[Aim of the exercise] Gather every line in the entries below that contains the word "lamp" and copy each one out in full.

Dataset entries on where objects appear
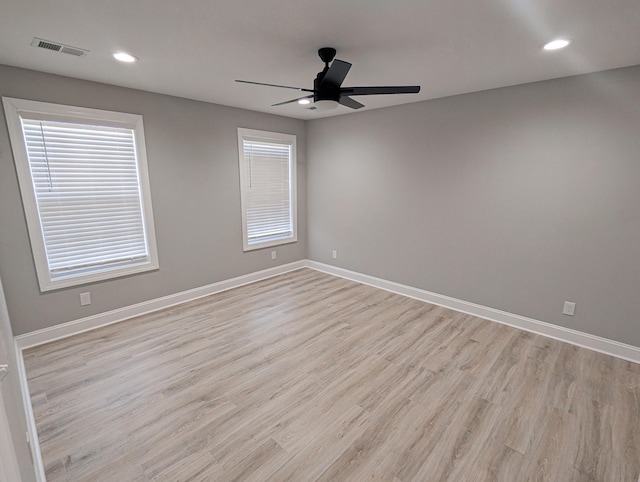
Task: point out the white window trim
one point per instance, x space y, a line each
14 110
266 136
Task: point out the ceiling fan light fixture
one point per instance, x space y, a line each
124 57
325 104
556 44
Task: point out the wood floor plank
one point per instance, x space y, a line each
309 377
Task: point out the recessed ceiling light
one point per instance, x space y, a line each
124 57
556 44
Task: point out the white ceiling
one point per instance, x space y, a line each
196 48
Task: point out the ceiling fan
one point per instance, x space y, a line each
327 90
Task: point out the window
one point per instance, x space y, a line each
85 190
267 188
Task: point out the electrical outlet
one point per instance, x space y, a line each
569 308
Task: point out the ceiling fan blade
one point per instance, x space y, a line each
336 74
293 100
398 89
349 102
275 85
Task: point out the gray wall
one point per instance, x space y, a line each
516 198
193 167
12 396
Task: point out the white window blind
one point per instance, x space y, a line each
85 190
268 188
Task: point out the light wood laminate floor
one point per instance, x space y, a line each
307 377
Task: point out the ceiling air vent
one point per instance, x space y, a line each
58 47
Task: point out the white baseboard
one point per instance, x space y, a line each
603 345
574 337
74 327
32 431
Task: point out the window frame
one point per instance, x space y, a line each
277 138
15 110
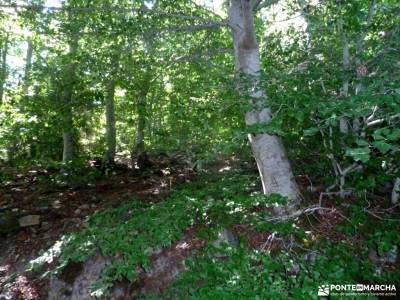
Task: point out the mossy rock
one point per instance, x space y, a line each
8 223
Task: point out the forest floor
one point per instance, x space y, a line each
66 208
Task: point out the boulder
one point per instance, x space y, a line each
8 223
30 220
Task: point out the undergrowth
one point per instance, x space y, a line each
129 234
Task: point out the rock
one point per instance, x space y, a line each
78 288
57 204
30 220
84 206
391 256
226 236
8 223
46 226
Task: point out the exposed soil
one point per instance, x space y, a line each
66 209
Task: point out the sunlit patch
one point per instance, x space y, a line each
183 245
49 256
227 168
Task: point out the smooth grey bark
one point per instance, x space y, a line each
360 67
28 67
68 135
273 164
109 156
3 71
396 191
141 124
344 122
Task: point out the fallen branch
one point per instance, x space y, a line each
307 211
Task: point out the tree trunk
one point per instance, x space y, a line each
68 135
396 191
28 67
110 123
3 71
141 109
344 122
268 150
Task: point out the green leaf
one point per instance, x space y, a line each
394 135
382 146
310 131
359 154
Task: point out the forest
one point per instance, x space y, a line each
199 149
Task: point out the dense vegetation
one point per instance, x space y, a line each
182 97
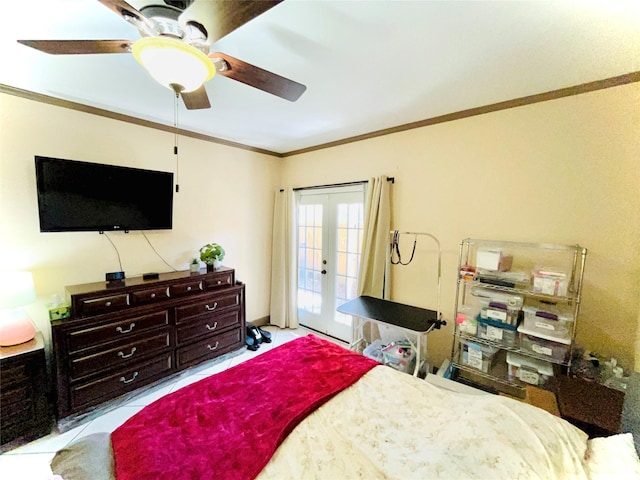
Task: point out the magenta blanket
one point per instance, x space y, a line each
228 426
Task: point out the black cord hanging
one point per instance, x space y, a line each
175 139
395 249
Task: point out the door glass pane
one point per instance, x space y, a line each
310 257
348 241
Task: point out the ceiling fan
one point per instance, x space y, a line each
176 36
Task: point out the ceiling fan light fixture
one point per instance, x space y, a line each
172 62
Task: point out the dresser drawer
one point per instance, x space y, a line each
219 280
209 305
186 288
120 331
106 304
16 394
120 356
206 325
15 373
16 409
120 382
208 348
151 295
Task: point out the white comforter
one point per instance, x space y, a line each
392 425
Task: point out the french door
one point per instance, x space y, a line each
330 224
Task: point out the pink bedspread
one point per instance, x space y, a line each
228 426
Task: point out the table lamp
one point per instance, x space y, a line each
16 291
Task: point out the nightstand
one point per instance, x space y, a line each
24 410
592 407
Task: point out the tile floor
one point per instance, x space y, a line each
31 461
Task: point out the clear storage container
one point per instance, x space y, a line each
547 319
543 345
495 331
467 320
527 369
550 281
478 356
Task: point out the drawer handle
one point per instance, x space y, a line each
124 380
123 355
119 329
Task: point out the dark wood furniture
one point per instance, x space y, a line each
594 408
414 322
127 335
24 409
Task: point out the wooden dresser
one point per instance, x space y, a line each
23 392
121 337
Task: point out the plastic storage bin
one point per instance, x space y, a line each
466 318
400 356
497 332
550 281
543 345
527 369
478 356
547 320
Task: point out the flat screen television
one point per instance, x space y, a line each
78 196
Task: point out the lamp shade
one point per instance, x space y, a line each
16 290
173 63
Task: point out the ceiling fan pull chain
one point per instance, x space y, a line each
175 140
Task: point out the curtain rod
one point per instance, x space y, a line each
345 184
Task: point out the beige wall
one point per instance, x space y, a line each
226 196
565 171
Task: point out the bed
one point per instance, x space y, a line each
312 409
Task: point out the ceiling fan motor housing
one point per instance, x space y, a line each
166 23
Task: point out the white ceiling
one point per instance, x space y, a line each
367 65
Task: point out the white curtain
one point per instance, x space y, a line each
374 267
284 308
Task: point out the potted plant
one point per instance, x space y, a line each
195 265
211 254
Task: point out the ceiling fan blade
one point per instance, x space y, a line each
221 17
75 47
131 15
257 77
196 100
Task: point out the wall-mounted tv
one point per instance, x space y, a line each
78 196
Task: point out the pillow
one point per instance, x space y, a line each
613 457
69 464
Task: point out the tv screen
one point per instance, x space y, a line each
81 196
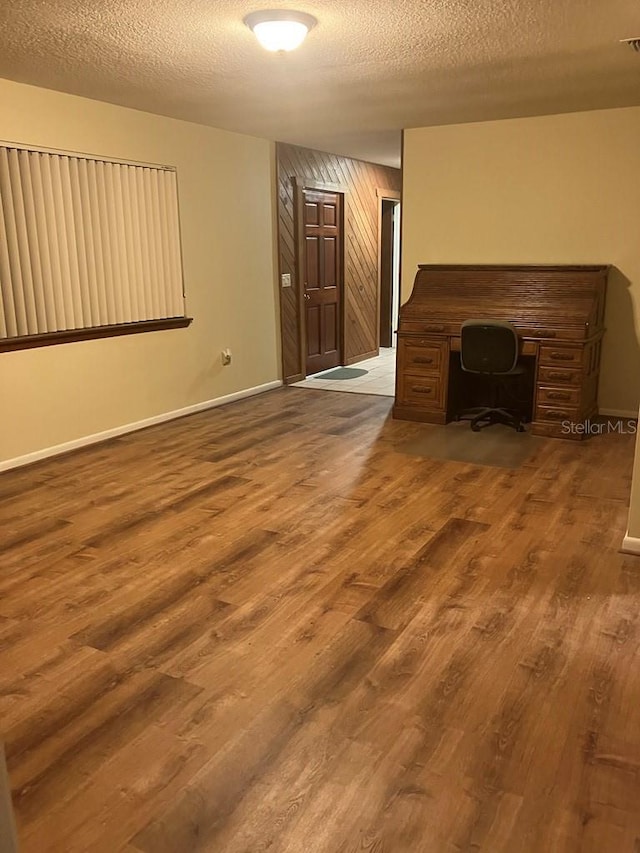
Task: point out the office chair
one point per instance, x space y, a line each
490 348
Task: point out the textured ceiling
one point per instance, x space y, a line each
370 67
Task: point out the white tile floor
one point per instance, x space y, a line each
379 379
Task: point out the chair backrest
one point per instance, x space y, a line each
488 346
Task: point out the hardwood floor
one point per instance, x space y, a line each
264 628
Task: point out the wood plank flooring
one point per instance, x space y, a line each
263 628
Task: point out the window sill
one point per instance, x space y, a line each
71 335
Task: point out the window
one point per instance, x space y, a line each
88 248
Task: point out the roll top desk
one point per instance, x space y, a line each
558 312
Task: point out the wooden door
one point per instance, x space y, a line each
322 278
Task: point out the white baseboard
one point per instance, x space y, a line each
630 544
619 413
85 440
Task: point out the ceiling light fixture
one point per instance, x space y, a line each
280 29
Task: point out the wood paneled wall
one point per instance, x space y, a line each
360 181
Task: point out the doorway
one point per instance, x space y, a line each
322 278
389 215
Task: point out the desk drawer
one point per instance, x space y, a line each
556 414
558 396
562 356
421 356
419 390
559 375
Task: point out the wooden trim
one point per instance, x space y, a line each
300 185
72 335
386 195
135 426
390 195
323 186
82 155
520 267
363 357
402 137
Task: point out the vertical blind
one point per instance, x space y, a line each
86 243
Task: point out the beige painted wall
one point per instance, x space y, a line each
58 394
556 189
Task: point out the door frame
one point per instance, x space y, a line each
300 184
384 195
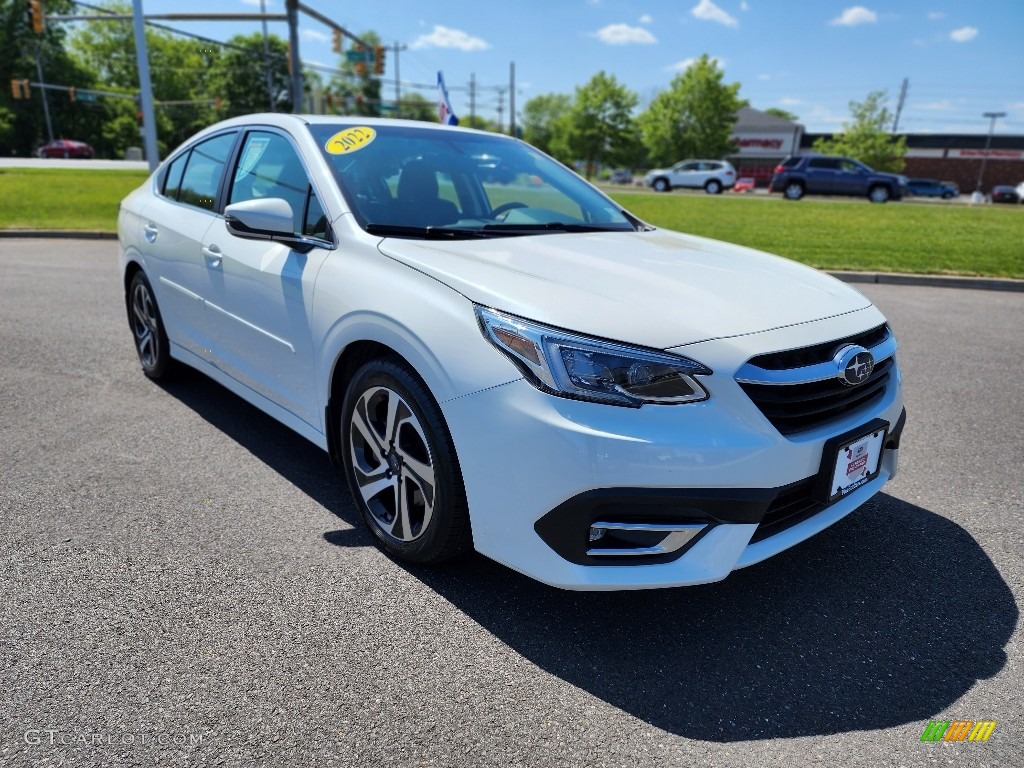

[Worked answer]
Task: point out the table lamp
Task: point out the lamp shade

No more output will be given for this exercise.